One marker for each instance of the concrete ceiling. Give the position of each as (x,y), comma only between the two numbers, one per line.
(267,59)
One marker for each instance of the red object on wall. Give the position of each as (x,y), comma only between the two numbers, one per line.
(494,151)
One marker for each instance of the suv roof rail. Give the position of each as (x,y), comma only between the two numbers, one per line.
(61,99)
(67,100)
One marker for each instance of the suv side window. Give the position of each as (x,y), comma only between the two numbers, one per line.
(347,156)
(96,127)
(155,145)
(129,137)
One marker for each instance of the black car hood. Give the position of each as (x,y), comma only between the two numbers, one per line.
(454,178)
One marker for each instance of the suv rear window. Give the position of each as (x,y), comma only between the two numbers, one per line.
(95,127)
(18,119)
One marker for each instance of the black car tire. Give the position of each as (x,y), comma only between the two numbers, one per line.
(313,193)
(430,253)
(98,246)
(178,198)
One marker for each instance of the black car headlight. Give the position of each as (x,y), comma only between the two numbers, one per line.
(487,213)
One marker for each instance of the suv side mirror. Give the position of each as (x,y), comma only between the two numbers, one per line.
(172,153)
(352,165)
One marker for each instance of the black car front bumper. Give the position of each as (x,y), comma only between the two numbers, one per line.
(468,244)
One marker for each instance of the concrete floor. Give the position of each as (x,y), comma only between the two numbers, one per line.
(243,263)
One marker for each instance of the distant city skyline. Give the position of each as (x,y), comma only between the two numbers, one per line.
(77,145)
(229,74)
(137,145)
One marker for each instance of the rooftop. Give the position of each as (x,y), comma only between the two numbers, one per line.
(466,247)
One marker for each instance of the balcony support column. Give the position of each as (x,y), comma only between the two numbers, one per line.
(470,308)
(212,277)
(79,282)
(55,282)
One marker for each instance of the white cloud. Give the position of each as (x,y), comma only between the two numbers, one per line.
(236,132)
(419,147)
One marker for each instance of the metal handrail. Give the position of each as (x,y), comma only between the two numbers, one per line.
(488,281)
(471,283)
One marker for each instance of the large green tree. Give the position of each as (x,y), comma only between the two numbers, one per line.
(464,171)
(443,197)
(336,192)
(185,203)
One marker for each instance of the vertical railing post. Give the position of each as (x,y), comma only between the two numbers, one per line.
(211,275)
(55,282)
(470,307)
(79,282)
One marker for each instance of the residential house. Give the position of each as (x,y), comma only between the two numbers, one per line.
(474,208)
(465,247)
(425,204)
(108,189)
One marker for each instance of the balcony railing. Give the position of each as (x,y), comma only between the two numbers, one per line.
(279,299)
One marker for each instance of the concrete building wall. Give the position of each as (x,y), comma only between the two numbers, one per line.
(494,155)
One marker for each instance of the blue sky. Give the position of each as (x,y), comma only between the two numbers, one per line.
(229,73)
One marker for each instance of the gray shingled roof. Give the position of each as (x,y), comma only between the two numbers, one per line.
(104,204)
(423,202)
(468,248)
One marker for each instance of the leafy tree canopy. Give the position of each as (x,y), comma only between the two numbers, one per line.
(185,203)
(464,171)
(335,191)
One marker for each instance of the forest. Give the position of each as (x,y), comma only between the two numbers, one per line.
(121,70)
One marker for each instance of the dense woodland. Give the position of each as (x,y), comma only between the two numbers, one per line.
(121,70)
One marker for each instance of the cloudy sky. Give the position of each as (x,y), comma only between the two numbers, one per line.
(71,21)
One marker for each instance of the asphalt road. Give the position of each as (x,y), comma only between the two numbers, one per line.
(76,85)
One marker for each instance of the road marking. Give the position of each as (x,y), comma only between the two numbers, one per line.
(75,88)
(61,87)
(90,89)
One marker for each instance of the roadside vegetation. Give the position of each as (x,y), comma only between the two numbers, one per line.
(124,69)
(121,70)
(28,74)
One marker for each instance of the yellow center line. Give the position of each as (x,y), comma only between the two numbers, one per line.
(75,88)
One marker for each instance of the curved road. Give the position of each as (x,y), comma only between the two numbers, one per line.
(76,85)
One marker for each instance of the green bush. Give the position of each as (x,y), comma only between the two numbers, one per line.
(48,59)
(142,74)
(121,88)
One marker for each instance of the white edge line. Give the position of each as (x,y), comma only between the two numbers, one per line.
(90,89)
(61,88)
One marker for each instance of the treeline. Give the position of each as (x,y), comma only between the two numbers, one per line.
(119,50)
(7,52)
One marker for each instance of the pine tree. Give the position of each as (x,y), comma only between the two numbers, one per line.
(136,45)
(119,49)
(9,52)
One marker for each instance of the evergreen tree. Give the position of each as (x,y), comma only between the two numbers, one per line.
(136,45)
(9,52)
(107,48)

-- -- --

- EXERCISE INSTRUCTIONS
Present every line of the records above as a numbered list, leaving out any blank lines.

- TASK ANSWER
1. One marker for each instance of the concrete ceiling. Give the position of each as (x,y), comma only between the two numbers, one per line.
2. (267,59)
3. One marker for each instance of the red object on wall. Give the position of each as (x,y), comma only between the two numbers, one per line.
4. (494,151)
5. One marker for each instance of the suv roof rail. Give the position of each as (x,y), comma only between the two numbers, one per line.
6. (61,99)
7. (67,100)
8. One marker for each instance of the suv side window. Give the position of each as (x,y), comma only between the two numbers, one per line.
9. (347,156)
10. (96,127)
11. (155,145)
12. (129,137)
13. One marker for each instance of the black car hood. Give the position of each as (x,y), comma only between the two numbers, one per line.
14. (454,178)
15. One marker for each instance of the suv rear window. Give the position of each as (x,y), comma only between the two numbers, one per line.
16. (95,127)
17. (18,119)
18. One marker for each instance of the black car tire. Give the position of each as (x,y), comma only between the two numbers, one per line.
19. (313,193)
20. (430,253)
21. (98,246)
22. (178,198)
23. One marker for each instance of the black car headlight. Give the position of each as (x,y), comma only between the two numbers, one per line.
24. (487,213)
25. One marker for each instance of the suv side mirror. Give the position of each as (x,y), comma only between the two numbers, one per line.
26. (172,153)
27. (352,165)
28. One marker for each instance of the black car front bumper. Give the position of each as (x,y), comma only between the two numbers, one per line.
29. (468,244)
30. One marker for each instance of the concrete floor. Give the position of each as (x,y), comma only between the two numbers, one per line.
31. (243,263)
32. One marker for each instance of the distant city skyline. Give the position of each as (x,y), comma only between the two numbers, one per line.
33. (77,145)
34. (229,74)
35. (137,145)
36. One marker for each instance of the rooftop. Give the position of each as (x,y), comma only between the two numbers, one per line.
37. (466,247)
38. One marker for each instance of the balcony support column. Give the position of each as (x,y), comma only between the two numbers, one per line.
39. (470,308)
40. (212,277)
41. (79,282)
42. (55,282)
43. One marker for each instance of the white cloud. Give the position of each as (x,y), comma only between the two numbers, one per line.
44. (236,132)
45. (419,147)
46. One marker for each instance of the metal handrail. Give the position of each as (x,y), comma only between the two numbers, one per line.
47. (488,281)
48. (471,283)
49. One marker for each instance of the large green tree. Give the position of each as (x,y), comma only between the two numbers, one per line.
50. (464,171)
51. (443,197)
52. (336,192)
53. (185,203)
54. One marker for each instance of the vertical railing post. Give the position of each as (x,y), comma only between the two numbers, one per line.
55. (211,275)
56. (55,282)
57. (470,307)
58. (79,282)
59. One marker for each instance of the residential house. Give the position of each as (x,y), comma only between the two numbers, one per line.
60. (474,208)
61. (465,247)
62. (425,204)
63. (108,189)
64. One marker for each instance of the balcony railing. Give the position of each as (x,y), comma only between the two numbers, one per line.
65. (279,299)
66. One marker for each instance of the concrete building wall. Give the position of each as (x,y), comma only between the two numbers, one per line.
67. (494,155)
68. One marker for each instance of the blue sky. Give the position of each as (x,y), comma only between the two numbers, one per line.
69. (229,73)
70. One marker for each instance of the gray shingled roof. Give the position of each as (x,y), comma only between the two numbers, one per line.
71. (104,204)
72. (423,202)
73. (468,248)
74. One marker for each instance of the leafy tree canopy. Give the position of each as (x,y), comma only between the two numbers, one per line.
75. (185,203)
76. (464,171)
77. (335,191)
78. One marker for each instance of the forest. Give the position of each as (x,y), comma only between the two numbers, one per line.
79. (121,70)
80. One marker for each instance of the dense woodland. Give the position of each as (x,y), comma only between the two numbers, one per line.
81. (121,70)
82. One marker for each instance of the cloudy sky. Give the position of each as (x,y), comma only between the two numbers, one per line.
83. (71,21)
84. One marker for each instance of the asphalt road. Give the position of each as (x,y), comma only between the two numbers, one per line.
85. (76,85)
86. One marker for each instance of the road marking. Give the position of each as (x,y), comma only between the two numbers, one per line.
87. (75,88)
88. (61,87)
89. (90,89)
90. One marker for each instance of the roadside vegetation. Give the position of each as (x,y), comma only between the two numbers, one per line.
91. (124,69)
92. (121,70)
93. (28,74)
94. One marker for each instance of the yellow center line. Give the position of each as (x,y), comma only between the two numbers, one per line.
95. (75,88)
96. One marker for each instance of the curved road. Give the position of each as (x,y), comma only between the two numbers, one per line.
97. (76,85)
98. One marker for each instance of the green bush. Give the position of each as (x,y), comma only between the two numbers, one per line.
99. (48,59)
100. (142,74)
101. (121,88)
102. One marker for each instance of the white edge line. Give the position of each as (x,y), comma only between the two numbers, one per line.
103. (90,89)
104. (61,88)
105. One marker for each instance of the treeline. Give the position of each as (x,y), comma only between the two numbers, one per line.
106. (119,50)
107. (7,52)
108. One marker for each instance of the pine tree. Give the position of each as (x,y), comma only between the two numbers, one per line.
109. (136,45)
110. (119,49)
111. (9,52)
112. One marker for each instance of the evergreen tree. Give the position of each as (x,y), comma only between the two numbers, one per line.
113. (136,45)
114. (9,52)
115. (107,48)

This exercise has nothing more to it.